#### Texto apresentado
□ □ □ □

Quanto à expressão urgência, o seu significado foi descrito como uma necessidade de ação rápida e imediata do Estado para fazer frente a despesas inadiáveis. Ainda com base nessa mesma pesquisa, apurou-se que praticamente 100% dos créditos extraordinários abertos por medida provisória entre 1995 e 2010 não obedeceram aos requisitos constitucionais da imprevisibilidade e da urgência. Apenas nos anos de 2000 e 2009 é que esse percentual ficou abaixo de 96%. Esse resultado corroborou o sentimento do STF de que os pressupostos da imprevisibilidade e da urgência não estariam sendo observados na abertura de créditos extraordinários. Essa desobediência é preocupante na medida em que pode configurar crime de responsabilidade praticado pelo Presidente da República por atentar contra a lei orçamentária, como previsto no artigo 85, inciso VI, da CF de 1988. Por fim constatou-se, ainda, forte influência política na alocação dos recursos públicos em detrimento a um processo de escolha que possuísse bases racionais, bem como indícios da prática do orçamento repetitivo, descritos por Caiden e Wildavisky (2003). (ROCHA, MARCELINO E SANTANA, 2012)

□ □ □ □

#### Enunciado do problema A
Liste todos os anos citados no texto sobre créditos extraordinários, na ordem em que aparecem.
O texto sobre créditos extraordinários e a listagem não têm relação entre si.

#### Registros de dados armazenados

□ □ □ □

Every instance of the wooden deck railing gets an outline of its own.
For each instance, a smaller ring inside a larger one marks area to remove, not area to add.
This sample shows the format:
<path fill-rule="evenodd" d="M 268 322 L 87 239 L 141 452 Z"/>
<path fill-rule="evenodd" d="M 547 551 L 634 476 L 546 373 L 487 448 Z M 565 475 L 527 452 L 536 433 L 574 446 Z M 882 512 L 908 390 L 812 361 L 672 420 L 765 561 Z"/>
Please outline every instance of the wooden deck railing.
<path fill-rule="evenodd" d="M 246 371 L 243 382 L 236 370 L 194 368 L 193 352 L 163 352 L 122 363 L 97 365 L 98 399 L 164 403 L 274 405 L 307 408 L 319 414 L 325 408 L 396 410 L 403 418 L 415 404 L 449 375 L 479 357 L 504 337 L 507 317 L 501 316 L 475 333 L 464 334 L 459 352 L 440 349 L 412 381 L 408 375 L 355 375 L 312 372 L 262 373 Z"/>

□ □ □ □

#### Enunciado do problema B
Reescreva todas as linhas da listagem, inclusive os pedidos, deslocando os contornos das respostas: some 68 a cada coordenada que neles aparece.

#### Resposta do exercício A
1995, 2010, 2000, 2009, 1988, 2003, 2012

#### Resposta do exercício B
Every instance of the wooden deck railing gets an outline of its own.
For each instance, a smaller ring inside a larger one marks area to remove, not area to add.
This sample shows the format:
<path fill-rule="evenodd" d="M 268 322 L 87 239 L 141 452 Z"/>
<path fill-rule="evenodd" d="M 547 551 L 634 476 L 546 373 L 487 448 Z M 565 475 L 527 452 L 536 433 L 574 446 Z M 882 512 L 908 390 L 812 361 L 672 420 L 765 561 Z"/>
Please outline every instance of the wooden deck railing.
<path fill-rule="evenodd" d="M 314 439 L 311 450 L 304 438 L 262 436 L 261 420 L 231 420 L 190 431 L 165 433 L 166 467 L 232 471 L 342 473 L 375 476 L 387 482 L 393 476 L 464 478 L 471 486 L 483 472 L 517 443 L 547 425 L 572 405 L 575 385 L 569 384 L 543 401 L 532 402 L 527 420 L 508 417 L 480 449 L 476 443 L 423 443 L 380 440 L 330 441 Z"/>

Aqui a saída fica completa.